##### SOURCE TEXT #####

Despite this assessment, he listed “important items" requiring further development. One was an increase in performance of the rocket engine, using alcohol as its fuel. He noted that the engines at Kummersdorf were producing a thermal efficiency of only 22 percent, and combustion-chamber losses were on the order of 50 percent. Thus, about half of the practically usable energy was lost to incomplete combustion. The use of gasoline, butane, and diesel oil theoretically yielded an exhaust velocity only some 10 percent higher, but measurements on these hydrocarbon fuels showed actual exhaust velocities no higher than those with alcohol. Thiel felt that “for long range rockets, alcohol will always remain the best fuel," because hydrocarbons increased the danger of explosion, produced coking in the injection system, and presented problems with cooling.

##### PROVIDED DATA #####

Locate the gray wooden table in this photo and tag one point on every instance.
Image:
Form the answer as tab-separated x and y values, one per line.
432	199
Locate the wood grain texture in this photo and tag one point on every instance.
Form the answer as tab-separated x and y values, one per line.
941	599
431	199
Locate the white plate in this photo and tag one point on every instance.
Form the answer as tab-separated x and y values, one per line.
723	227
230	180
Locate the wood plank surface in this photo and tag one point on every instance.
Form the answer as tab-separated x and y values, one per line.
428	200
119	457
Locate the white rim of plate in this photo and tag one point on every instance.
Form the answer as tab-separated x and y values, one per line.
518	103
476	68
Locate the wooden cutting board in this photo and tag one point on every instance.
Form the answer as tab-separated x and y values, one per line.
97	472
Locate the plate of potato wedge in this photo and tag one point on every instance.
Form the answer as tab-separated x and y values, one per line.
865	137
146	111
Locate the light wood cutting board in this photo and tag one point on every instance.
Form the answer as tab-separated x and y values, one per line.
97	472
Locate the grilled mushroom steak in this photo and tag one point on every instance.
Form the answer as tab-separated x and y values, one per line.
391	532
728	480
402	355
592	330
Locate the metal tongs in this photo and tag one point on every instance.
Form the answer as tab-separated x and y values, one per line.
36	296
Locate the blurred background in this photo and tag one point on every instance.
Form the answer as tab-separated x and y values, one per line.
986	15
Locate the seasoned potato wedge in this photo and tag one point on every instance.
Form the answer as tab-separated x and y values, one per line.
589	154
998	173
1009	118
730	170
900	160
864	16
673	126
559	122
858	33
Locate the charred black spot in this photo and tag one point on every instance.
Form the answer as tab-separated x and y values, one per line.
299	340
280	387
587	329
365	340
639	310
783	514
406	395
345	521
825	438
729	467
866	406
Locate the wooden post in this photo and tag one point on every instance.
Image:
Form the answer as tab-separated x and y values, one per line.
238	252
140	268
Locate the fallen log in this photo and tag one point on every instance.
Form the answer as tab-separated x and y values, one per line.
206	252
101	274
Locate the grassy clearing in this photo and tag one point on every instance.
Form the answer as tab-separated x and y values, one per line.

#####

#### [TASK INSTRUCTIONS]
1 > According to the passage on rocket fuel, what thermal efficiency were the engines at Kummersdorf producing?
2 > Write out the passage on rocket fuel, starting at "Despite this assessment, he" and ending at "problems with cooling.".
3 > Summarize the passage on rocket fuel in two sentences.

#### [RESULTS FOR EACH TASK]
1 > Only 22 percent.

2 >
Despite this assessment, he listed “important items" requiring further development. One was an increase in performance of the rocket engine, using alcohol as its fuel. He noted that the engines at Kummersdorf were producing a thermal efficiency of only 22 percent, and combustion-chamber losses were on the order of 50 percent. Thus, about half of the practically usable energy was lost to incomplete combustion. The use of gasoline, butane, and diesel oil theoretically yielded an exhaust velocity only some 10 percent higher, but measurements on these hydrocarbon fuels showed actual exhaust velocities no higher than those with alcohol. Thiel felt that “for long range rockets, alcohol will always remain the best fuel," because hydrocarbons increased the danger of explosion, produced coking in the injection system, and presented problems with cooling.

3 > Thiel named better performance of the alcohol-fueled rocket engine as an item needing further development, noting that the Kummersdorf engines had a thermal efficiency of only 22 percent and lost about half their practically usable energy to incomplete combustion. Hydrocarbon fuels offered only about 10 percent higher exhaust velocity in theory and no higher in measurements, so Thiel held that alcohol would always remain the best fuel for long-range rockets, since hydrocarbons increased explosion danger, caused coking in the injection system, and created cooling problems.